Saved entries
Start of Block

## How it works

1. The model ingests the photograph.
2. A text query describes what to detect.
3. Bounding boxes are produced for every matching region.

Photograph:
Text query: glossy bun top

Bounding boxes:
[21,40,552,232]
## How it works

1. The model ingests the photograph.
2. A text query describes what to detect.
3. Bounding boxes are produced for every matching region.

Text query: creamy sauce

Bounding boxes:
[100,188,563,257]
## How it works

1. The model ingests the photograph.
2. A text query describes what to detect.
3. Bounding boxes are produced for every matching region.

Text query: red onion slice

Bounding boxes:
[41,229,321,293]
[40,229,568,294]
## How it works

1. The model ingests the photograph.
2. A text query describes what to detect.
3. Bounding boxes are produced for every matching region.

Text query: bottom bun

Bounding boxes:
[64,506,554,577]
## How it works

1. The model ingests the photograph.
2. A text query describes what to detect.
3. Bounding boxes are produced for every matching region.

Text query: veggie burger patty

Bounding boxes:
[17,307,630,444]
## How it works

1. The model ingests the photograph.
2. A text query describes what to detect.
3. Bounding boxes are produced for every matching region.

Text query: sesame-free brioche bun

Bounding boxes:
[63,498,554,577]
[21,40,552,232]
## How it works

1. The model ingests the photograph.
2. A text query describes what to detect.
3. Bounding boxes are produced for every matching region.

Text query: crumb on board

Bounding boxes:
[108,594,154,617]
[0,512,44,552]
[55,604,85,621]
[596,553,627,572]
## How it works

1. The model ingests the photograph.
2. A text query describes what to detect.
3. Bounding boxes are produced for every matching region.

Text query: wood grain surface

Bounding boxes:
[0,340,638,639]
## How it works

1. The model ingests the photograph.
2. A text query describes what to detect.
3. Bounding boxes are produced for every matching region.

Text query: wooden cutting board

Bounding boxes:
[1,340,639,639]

End of Block

Problem:
Reproduce the records above exactly as they appear.

Answer box:
## How it works

1. The model ingests the photograph.
2. A text query describes what to detect.
3. Bounding boxes are produced for every matching region.

Photograph:
Text query: glossy bun top

Bounding boxes:
[21,40,552,232]
## How it works

1. The model ingests the photograph.
2. A text query describes what to detect.
3. Bounding boxes are produced for every matching region.

Text query: creamy sauce

Bounding boxes:
[100,188,563,257]
## How it works

1. The model ingests the photograph.
2. A text query describes what to detect.
3. Bounding boxes are produced for every matching region.

Text query: red onion slice

Bounding boxes:
[41,229,321,293]
[40,229,568,294]
## How it works

1. The model ingests the photograph.
2. A text query describes what to detect.
3. Bounding boxes are produced for every matching region.

Text query: bottom bun

Bounding boxes:
[64,506,554,577]
## How it works

1. The model ingests the photograph.
2. A text query describes what to detect.
3. Bounding boxes are produced for every matching region.

Text query: veggie burger patty

Bounding boxes:
[17,307,630,444]
## How it works

1. The model ingests the photograph.
2. A text query describes what to detect.
3. Bounding boxes are produced for every matching region.

Text query: sesame-free brioche bun

Bounding boxes:
[63,498,554,577]
[21,40,552,232]
## How it works

1. The model ingests the photograph.
2. A text query describes what to detect.
3. Bounding boxes are produced for every matching region.

Text query: crumb on board

Bounding boxes:
[108,594,154,617]
[0,512,44,552]
[55,604,85,621]
[596,553,627,572]
## How it works

1. The model ingests the photograph.
2. A text query describes what to detect.
3. Bounding boxes are produced for every matching region.

Text query: wood grain surface

Bounding boxes:
[0,340,638,639]
## How it works

1. The model ingests the photograph.
2. A text query describes what to detect.
3. Bounding boxes are produced for every matching region.

Text query: wooden cutting board

Bounding boxes:
[1,340,639,639]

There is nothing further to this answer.